Put every line of the records below into a Markdown table with a "Row" column for the row number and a "Record line" column for the line itself. Leave out blank lines.
┌────────
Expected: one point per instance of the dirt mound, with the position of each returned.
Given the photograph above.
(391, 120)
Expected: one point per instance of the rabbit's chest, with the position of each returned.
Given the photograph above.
└────────
Answer in full:
| Row | Record line |
|---|---|
| 1 | Expected: one point per instance of the dirt mound, with the position of each returned. |
| 2 | Given the photograph above. |
| 3 | (391, 120) |
| 4 | Expected: one point per instance of the rabbit's chest, with the position of each returned. |
| 5 | Given the photograph above. |